Required work | Copy out the Bernoulli's Principle text below word for word, keeping every line as it appears.
── Reading text
What is Bernoulli’s Principle?

Bernoulli’s Principle says that when a fluid is flowing horizontally, the points where the speed is higher exhibit low pressure, while the points where the speed is lower exhibit high pressure.

According to Bernoulli’s principle, the gravitational potential energy of elevation, the energy related to fluid pressure, and the kinetic energy of the fluid motion combine up to give the total mechanical energy of a flowing fluid, and are all constant.

Bernoulli’s Principle phenomenon can be observed in rivers. In some places, the width of the river was found to be changed. When the width of the river is wider the speed of the water flowing through it decreases. While the speed of water increases in the narrower regions.

Hence, the principle of conservation of energy can be used to derive Bernoulli’s Equation.

Bernoulli’s Principle Formula

Bernoulli’s Principle is formulated into an equation called Bernoulli’s Equation. Bernoulli’s Equation is a relationship between kinetic energy, gravitational potential energy, and the pressure of the fluid inside the container.
────
── Collected data
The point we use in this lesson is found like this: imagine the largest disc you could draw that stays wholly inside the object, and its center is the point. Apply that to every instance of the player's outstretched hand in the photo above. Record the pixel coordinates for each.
────
Final answer |
What is Bernoulli’s Principle?

Bernoulli’s Principle says that when a fluid is flowing horizontally, the points where the speed is higher exhibit low pressure, while the points where the speed is lower exhibit high pressure.

According to Bernoulli’s principle, the gravitational potential energy of elevation, the energy related to fluid pressure, and the kinetic energy of the fluid motion combine up to give the total mechanical energy of a flowing fluid, and are all constant.

Bernoulli’s Principle phenomenon can be observed in rivers. In some places, the width of the river was found to be changed. When the width of the river is wider the speed of the water flowing through it decreases. While the speed of water increases in the narrower regions.

Hence, the principle of conservation of energy can be used to derive Bernoulli’s Equation.

Bernoulli’s Principle Formula

Bernoulli’s Principle is formulated into an equation called Bernoulli’s Equation. Bernoulli’s Equation is a relationship between kinetic energy, gravitational potential energy, and the pressure of the fluid inside the container.